REQUIRED WORK: Your task is to give the number of lines below that contain "side". Give no other text.

Point-per-instance localization data:
=== Section Start ===

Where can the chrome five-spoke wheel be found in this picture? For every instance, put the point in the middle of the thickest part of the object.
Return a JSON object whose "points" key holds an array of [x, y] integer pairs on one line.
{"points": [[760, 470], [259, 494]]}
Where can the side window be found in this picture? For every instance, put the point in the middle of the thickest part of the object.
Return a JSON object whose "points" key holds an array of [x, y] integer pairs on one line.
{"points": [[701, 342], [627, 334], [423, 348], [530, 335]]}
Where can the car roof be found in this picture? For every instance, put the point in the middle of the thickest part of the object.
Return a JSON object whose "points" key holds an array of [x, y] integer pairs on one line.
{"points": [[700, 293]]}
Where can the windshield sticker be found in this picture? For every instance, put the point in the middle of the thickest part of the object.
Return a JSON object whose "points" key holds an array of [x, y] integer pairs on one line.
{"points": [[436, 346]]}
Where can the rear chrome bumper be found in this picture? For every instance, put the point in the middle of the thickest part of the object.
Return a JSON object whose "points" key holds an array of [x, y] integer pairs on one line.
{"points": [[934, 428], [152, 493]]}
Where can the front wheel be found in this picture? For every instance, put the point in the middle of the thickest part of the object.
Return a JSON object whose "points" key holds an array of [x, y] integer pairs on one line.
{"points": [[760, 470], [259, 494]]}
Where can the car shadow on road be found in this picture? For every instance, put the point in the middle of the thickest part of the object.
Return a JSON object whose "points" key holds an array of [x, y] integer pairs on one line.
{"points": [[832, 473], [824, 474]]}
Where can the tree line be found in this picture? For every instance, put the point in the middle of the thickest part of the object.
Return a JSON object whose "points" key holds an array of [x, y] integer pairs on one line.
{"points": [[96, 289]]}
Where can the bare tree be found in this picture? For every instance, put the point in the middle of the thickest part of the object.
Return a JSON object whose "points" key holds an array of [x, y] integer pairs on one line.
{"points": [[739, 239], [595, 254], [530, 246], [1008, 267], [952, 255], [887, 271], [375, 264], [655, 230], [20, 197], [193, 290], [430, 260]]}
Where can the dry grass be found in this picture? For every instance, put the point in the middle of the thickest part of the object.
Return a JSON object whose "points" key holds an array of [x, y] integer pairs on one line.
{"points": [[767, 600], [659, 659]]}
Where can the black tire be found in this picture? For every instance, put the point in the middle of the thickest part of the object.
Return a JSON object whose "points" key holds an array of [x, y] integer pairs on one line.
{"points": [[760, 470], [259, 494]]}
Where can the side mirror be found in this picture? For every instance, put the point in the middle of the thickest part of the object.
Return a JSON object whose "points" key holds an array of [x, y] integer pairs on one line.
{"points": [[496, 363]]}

=== Section End ===

THE ANSWER: 2